Input data:
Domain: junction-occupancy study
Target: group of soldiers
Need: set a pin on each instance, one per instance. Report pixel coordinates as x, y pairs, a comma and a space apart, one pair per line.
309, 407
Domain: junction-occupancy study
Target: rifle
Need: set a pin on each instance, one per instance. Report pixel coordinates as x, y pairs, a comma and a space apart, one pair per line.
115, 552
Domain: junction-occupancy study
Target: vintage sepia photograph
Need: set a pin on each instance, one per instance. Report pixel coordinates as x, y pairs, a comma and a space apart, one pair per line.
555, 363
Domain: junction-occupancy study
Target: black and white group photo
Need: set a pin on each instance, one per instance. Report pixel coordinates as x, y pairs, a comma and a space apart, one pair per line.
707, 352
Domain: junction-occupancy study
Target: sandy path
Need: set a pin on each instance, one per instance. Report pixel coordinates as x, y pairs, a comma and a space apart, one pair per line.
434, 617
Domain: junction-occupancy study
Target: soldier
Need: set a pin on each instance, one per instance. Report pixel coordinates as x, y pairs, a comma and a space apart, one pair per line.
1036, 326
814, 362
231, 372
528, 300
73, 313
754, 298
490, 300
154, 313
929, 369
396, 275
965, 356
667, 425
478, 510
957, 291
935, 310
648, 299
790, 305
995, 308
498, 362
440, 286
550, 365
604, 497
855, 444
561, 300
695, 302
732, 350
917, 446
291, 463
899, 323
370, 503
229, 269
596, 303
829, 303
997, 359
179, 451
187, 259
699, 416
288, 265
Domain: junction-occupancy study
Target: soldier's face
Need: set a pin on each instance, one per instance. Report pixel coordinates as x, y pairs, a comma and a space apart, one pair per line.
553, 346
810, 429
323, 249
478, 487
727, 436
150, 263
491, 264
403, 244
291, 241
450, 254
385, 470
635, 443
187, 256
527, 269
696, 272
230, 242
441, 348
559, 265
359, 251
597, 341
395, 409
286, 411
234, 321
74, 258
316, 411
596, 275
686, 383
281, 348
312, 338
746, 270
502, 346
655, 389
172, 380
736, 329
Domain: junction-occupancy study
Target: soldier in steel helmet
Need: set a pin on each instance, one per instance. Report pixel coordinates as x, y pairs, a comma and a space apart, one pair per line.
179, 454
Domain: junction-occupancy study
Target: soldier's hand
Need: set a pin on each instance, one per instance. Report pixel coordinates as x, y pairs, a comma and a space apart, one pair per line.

Activity: Determine the number of lines in the listing above containing the word "group"; respond with that figure only.

Problem solution: 2